--- START ---

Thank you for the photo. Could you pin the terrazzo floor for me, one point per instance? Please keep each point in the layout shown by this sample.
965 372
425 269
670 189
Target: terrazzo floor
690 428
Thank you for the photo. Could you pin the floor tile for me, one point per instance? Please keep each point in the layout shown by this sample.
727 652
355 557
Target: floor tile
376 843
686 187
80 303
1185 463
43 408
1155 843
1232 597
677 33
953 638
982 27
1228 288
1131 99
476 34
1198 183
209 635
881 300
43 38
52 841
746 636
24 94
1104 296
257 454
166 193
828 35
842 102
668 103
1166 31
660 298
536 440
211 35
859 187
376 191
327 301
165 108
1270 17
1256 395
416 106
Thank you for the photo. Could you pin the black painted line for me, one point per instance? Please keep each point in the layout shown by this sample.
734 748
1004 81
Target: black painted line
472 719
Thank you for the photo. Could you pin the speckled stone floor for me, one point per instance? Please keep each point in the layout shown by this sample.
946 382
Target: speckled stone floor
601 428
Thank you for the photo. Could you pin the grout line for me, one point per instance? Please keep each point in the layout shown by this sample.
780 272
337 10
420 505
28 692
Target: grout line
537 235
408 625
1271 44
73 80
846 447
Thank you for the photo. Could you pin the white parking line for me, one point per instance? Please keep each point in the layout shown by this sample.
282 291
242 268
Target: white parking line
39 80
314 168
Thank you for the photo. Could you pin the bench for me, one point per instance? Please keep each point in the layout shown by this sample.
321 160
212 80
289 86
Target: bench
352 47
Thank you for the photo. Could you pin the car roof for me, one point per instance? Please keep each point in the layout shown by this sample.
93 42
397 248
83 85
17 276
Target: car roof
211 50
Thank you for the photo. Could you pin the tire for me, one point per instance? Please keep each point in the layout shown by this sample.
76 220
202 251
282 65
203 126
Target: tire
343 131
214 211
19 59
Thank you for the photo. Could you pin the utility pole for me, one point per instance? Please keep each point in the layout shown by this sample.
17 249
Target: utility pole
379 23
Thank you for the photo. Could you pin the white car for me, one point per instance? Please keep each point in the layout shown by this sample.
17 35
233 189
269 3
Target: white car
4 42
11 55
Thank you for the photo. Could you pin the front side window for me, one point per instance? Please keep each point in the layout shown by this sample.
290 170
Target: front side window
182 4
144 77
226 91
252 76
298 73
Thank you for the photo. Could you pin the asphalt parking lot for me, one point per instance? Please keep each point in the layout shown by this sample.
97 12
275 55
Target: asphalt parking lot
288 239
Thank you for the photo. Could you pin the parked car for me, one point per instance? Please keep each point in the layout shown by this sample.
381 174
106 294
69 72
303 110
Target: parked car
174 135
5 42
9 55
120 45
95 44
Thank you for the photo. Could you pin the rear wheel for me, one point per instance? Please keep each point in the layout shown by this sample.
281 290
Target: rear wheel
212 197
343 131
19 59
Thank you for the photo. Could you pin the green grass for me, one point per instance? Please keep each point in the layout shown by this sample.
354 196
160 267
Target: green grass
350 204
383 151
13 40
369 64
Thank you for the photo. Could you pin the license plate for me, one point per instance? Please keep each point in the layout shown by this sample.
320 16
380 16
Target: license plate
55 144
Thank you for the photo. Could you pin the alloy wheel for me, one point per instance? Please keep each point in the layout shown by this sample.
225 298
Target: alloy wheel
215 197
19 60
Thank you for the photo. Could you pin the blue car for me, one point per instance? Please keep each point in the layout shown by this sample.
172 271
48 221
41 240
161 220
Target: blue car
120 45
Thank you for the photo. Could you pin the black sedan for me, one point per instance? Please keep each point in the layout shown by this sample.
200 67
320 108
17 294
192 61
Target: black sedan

--- END ---

WRITTEN EXERCISE —
Carry over every line in the stretch from the one containing "Thank you for the photo. Could you pin the blue" through the end of the entries, requests included, adding -7 to each coordinate in the answers.

EXPECTED OUTPUT —
Thank you for the photo. Could you pin the blue car for me, one point per instance? Please keep each point in the layout shown by this sample.
172 271
48 221
41 240
161 220
Target: blue car
113 38
Thank you for the photo. Could you pin the black sedan for me, one point per instance? Please keep each point in the layout shown by this sample.
200 67
320 108
17 294
192 61
Target: black sedan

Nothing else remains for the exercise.